- Task details -
Show each row below that contains the word "tall". Case matters, so a match must use the same capital and small letters.

BEGIN Record excerpts

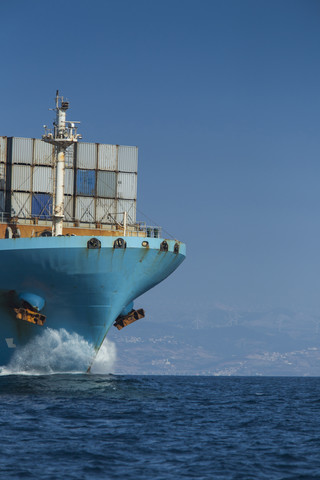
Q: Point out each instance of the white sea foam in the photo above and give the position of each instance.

END Record excerpts
BEGIN Record excerpts

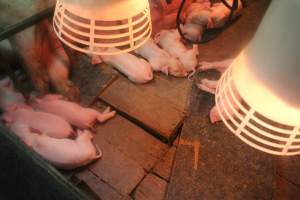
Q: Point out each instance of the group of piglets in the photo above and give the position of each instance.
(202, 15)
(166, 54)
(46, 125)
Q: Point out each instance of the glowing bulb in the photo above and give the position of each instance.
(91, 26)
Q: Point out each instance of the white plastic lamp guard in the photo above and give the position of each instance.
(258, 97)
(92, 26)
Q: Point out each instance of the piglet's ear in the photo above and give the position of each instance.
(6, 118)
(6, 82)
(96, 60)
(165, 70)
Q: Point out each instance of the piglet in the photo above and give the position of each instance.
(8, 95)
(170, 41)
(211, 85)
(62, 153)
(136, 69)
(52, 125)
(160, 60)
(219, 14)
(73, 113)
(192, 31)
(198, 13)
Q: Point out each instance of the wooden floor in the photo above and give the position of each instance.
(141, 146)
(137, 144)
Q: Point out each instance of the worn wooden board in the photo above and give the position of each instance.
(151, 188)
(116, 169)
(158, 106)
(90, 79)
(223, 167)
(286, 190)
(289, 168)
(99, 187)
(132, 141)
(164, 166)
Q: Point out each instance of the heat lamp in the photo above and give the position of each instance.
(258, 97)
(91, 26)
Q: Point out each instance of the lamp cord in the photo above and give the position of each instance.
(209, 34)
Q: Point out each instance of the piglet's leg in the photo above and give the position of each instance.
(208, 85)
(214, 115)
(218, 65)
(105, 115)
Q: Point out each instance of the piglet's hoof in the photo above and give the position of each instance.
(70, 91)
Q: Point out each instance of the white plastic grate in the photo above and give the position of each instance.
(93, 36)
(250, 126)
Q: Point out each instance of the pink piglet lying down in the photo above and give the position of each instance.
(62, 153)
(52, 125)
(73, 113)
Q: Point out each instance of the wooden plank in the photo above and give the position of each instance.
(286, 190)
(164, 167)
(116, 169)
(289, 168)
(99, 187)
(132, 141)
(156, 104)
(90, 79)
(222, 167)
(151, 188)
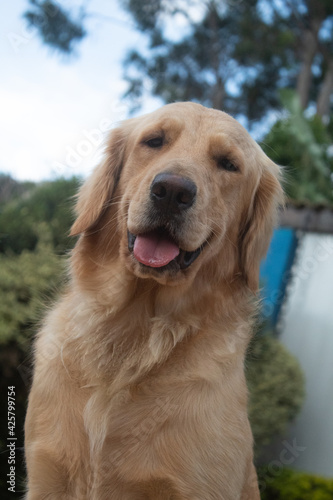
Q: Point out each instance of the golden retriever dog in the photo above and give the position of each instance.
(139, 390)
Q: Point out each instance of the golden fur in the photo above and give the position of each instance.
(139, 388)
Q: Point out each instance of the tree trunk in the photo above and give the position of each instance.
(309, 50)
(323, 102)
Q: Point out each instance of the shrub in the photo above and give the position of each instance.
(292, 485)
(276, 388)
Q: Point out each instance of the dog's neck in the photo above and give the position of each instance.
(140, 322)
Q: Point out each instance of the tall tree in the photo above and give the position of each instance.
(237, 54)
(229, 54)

END Record excerpts
BEGIN Record excerpts

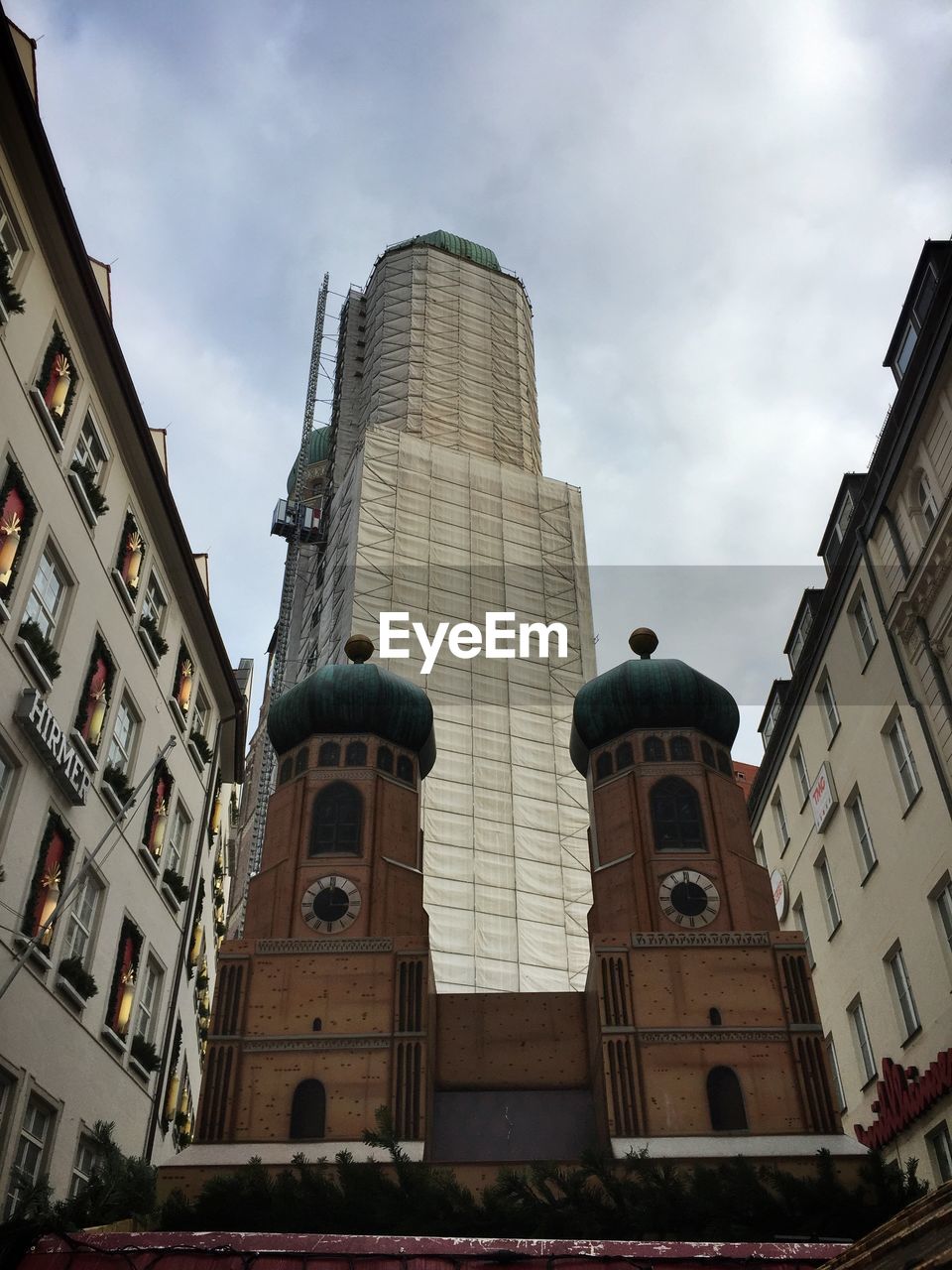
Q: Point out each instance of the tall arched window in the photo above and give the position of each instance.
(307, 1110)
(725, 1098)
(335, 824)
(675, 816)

END Record excerpts

- Response -
Q: Point out each instance of the tall tree in the photo above and give the position of each instance.
Q: Point out each instance of the tall arched window in the photo above and give the position of each instance.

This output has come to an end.